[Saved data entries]
---
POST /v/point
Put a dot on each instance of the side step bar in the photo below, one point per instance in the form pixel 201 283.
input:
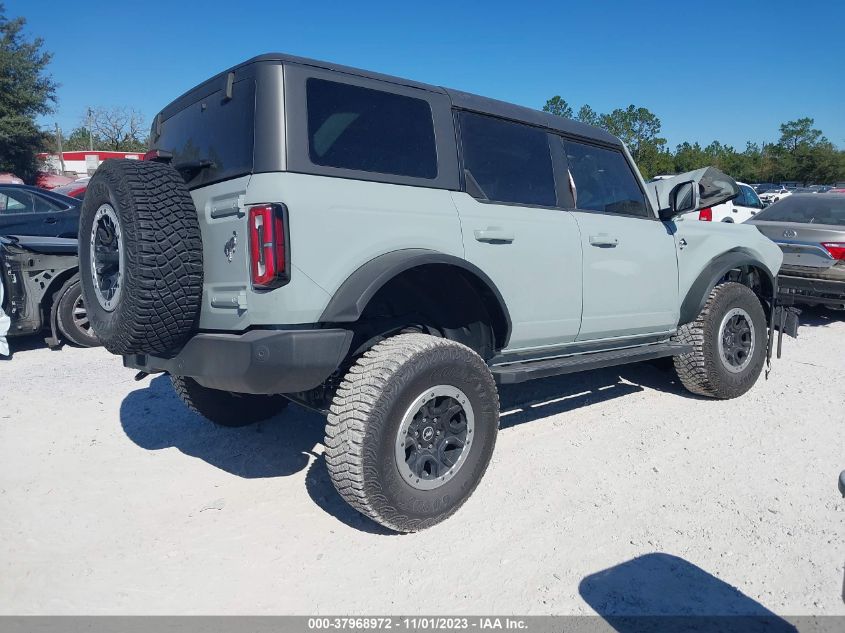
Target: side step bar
pixel 520 372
---
Provide the count of lines in the data above containing "point", and nothing further.

2